* Exercise instructions: Going line by line through the entries, count those containing "dirt" and state only the result.

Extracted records

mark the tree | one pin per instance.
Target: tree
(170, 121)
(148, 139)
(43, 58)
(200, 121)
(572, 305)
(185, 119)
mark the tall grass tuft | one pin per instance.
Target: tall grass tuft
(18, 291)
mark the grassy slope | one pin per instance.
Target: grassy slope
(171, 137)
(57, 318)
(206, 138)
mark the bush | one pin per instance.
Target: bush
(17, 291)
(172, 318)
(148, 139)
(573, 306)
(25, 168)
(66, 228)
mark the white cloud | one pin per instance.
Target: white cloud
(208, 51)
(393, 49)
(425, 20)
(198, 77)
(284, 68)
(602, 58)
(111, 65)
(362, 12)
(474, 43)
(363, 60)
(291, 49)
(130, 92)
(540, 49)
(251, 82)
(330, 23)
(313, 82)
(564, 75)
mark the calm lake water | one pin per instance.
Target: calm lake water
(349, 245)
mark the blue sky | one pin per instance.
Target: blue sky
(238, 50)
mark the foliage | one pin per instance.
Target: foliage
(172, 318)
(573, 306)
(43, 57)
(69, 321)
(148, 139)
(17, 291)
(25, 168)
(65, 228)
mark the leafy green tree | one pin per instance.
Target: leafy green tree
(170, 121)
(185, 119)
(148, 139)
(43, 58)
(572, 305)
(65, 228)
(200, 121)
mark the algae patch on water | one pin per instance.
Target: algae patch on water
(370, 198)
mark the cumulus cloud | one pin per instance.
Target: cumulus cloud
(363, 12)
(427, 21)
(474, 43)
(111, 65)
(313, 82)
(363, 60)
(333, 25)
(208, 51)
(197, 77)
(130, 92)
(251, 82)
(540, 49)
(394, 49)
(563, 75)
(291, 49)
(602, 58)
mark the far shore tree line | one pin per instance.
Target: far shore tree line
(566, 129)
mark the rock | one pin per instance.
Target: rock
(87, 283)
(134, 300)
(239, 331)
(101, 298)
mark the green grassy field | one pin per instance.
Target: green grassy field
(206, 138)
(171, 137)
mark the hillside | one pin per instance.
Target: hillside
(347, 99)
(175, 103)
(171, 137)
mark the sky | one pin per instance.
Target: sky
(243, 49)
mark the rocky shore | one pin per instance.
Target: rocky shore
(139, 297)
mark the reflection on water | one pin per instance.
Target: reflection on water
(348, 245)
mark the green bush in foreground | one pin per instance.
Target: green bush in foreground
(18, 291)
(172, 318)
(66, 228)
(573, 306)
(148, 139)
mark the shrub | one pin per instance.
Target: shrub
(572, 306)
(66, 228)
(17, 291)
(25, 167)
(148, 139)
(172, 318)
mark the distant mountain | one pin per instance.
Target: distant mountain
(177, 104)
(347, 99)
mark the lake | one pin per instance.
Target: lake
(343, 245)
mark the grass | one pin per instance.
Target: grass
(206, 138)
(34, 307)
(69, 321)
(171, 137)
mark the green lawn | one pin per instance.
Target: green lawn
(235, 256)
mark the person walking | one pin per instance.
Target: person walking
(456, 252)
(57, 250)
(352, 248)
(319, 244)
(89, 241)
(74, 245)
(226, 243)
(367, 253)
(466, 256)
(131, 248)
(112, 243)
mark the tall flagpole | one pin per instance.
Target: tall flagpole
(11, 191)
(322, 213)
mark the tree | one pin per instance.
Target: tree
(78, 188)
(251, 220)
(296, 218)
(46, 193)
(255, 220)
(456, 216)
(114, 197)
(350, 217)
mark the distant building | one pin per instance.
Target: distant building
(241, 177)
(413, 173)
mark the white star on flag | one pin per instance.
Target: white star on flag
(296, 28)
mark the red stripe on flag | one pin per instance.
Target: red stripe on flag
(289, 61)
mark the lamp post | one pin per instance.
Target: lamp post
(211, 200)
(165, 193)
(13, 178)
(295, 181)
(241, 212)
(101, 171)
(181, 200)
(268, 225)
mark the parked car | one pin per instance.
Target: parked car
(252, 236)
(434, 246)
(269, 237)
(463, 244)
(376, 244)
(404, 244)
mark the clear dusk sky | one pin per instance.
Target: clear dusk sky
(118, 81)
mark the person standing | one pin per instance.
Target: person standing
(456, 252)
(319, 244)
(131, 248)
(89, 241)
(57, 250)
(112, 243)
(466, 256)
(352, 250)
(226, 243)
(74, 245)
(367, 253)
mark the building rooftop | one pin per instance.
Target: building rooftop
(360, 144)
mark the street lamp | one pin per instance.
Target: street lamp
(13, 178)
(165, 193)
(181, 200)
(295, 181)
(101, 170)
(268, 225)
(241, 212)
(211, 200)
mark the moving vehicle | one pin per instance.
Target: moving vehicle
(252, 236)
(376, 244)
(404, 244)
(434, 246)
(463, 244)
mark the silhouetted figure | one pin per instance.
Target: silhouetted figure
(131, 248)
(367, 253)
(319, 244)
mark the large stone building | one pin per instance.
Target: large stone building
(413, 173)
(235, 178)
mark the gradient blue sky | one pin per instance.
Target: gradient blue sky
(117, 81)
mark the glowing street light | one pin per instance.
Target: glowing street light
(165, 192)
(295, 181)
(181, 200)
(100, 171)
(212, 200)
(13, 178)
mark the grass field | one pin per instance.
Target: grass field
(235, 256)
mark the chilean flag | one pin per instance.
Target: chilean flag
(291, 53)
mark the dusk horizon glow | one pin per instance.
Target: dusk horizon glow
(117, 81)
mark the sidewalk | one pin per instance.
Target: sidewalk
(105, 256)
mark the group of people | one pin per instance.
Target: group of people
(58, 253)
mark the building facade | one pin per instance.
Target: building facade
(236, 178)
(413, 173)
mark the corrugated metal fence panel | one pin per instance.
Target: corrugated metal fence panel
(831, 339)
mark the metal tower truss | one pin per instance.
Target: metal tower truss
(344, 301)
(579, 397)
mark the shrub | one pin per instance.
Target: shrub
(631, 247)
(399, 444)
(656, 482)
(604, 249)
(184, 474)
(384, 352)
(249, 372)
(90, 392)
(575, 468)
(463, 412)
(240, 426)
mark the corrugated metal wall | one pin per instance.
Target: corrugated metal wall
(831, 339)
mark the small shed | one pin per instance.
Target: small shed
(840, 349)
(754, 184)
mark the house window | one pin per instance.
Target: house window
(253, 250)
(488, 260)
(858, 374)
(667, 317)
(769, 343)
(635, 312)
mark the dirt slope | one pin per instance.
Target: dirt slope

* Task answer: 2